▶ [Exercise aim] Rewrite all the rows below, substituting "is outlined separately" for each occurrence of "gets its own outline" and leaving everything else unchanged.

▶ [Material supplied]
+-------+
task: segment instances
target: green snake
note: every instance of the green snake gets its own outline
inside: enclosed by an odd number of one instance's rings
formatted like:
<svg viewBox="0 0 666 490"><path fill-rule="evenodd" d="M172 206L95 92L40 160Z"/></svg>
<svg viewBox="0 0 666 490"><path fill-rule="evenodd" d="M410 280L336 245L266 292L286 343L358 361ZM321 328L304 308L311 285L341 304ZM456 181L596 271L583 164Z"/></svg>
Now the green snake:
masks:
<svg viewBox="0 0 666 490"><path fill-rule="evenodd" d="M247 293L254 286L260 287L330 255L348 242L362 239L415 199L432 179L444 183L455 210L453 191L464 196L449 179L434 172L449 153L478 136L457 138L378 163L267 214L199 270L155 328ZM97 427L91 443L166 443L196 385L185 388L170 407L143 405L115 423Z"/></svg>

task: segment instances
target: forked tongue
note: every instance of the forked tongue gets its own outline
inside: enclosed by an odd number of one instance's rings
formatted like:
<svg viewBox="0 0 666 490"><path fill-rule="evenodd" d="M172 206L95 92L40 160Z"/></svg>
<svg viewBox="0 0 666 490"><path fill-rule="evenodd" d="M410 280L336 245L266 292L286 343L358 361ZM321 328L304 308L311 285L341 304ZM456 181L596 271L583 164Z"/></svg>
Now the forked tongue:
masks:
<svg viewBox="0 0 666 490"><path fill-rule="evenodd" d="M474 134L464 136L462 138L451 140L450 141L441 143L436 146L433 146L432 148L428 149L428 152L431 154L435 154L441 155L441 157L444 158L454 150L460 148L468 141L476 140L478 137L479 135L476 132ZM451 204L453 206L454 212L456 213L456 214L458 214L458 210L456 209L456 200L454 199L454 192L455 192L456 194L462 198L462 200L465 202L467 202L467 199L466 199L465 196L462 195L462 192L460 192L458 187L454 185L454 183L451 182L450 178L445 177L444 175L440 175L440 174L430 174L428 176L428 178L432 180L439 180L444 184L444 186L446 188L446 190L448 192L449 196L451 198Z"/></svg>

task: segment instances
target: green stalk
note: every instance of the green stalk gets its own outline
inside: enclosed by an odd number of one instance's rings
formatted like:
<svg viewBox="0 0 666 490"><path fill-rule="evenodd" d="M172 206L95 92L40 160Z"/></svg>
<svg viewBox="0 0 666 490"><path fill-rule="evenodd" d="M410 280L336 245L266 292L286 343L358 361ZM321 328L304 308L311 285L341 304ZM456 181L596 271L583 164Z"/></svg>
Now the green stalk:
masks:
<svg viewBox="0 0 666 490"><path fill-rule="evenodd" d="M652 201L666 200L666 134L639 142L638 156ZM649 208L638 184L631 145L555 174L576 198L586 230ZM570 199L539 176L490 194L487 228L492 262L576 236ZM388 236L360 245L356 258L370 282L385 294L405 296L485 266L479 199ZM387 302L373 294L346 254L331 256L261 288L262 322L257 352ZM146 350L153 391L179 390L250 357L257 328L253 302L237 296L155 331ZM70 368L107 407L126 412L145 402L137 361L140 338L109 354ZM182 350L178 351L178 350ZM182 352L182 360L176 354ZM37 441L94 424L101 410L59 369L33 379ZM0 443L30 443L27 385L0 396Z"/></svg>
+-------+
▶ [Task output]
task: segment instances
target: green snake
note: every instance of the green snake is outlined separately
inside: enclosed by an odd number of one instance's rings
formatted like:
<svg viewBox="0 0 666 490"><path fill-rule="evenodd" d="M172 206L95 92L40 160Z"/></svg>
<svg viewBox="0 0 666 490"><path fill-rule="evenodd" d="M410 280L336 245L266 292L286 343L358 361ZM321 328L304 308L311 285L341 304ZM456 181L596 271L583 164Z"/></svg>
Now the green snake:
masks:
<svg viewBox="0 0 666 490"><path fill-rule="evenodd" d="M247 293L254 286L260 287L330 255L348 242L362 239L415 199L432 179L444 183L455 210L453 191L464 196L449 179L434 172L449 153L478 136L457 138L378 163L267 214L199 270L155 328ZM97 427L91 443L166 443L196 385L185 388L170 407L143 405L115 423Z"/></svg>

task: segment instances
target: forked tongue
note: every instance of the forked tongue is outlined separately
inside: enclosed by an odd number of one instance's rings
formatted like:
<svg viewBox="0 0 666 490"><path fill-rule="evenodd" d="M172 206L95 92L40 160Z"/></svg>
<svg viewBox="0 0 666 490"><path fill-rule="evenodd" d="M410 280L336 245L266 292L286 343L358 361ZM321 328L304 308L311 285L341 304ZM456 181L596 271L583 164Z"/></svg>
Now the forked tongue:
masks:
<svg viewBox="0 0 666 490"><path fill-rule="evenodd" d="M474 134L464 136L462 138L451 140L450 141L441 143L436 146L433 146L432 148L428 149L428 152L431 154L435 154L441 155L441 157L444 158L454 150L460 148L468 141L476 140L478 137L479 135L476 132ZM451 204L453 206L454 212L456 213L456 214L458 214L458 210L456 209L456 200L454 199L454 192L455 192L456 194L462 198L462 200L465 202L467 202L467 199L466 199L465 196L462 195L462 192L460 192L458 187L454 185L454 183L451 182L450 178L445 177L444 175L440 175L440 174L430 174L428 176L428 178L432 180L439 180L444 184L444 186L446 188L446 190L448 192L449 196L451 198Z"/></svg>

task: segment instances
target: green stalk
note: every instance of the green stalk is outlined separately
inside: enclosed by an odd number of one instance's rings
formatted like:
<svg viewBox="0 0 666 490"><path fill-rule="evenodd" d="M172 206L95 92L40 160Z"/></svg>
<svg viewBox="0 0 666 490"><path fill-rule="evenodd" d="M410 280L336 245L266 292L286 343L358 361ZM321 328L304 308L311 285L341 304ZM456 181L596 271L583 164Z"/></svg>
Now the green stalk:
masks:
<svg viewBox="0 0 666 490"><path fill-rule="evenodd" d="M652 201L666 200L666 134L639 142L638 156ZM649 208L638 184L631 145L555 174L576 198L586 230ZM570 199L539 176L490 194L487 228L492 262L576 236ZM388 236L360 245L356 258L370 282L385 294L405 296L485 266L479 199ZM387 302L373 294L346 254L331 256L261 288L262 322L257 352ZM146 350L153 391L179 390L250 357L257 328L253 302L237 296L155 331ZM70 368L107 407L126 412L145 402L137 361L140 338L109 354ZM182 350L178 351L178 350ZM182 352L182 360L176 354ZM37 441L94 424L101 410L59 369L33 379ZM0 443L30 443L27 385L0 396Z"/></svg>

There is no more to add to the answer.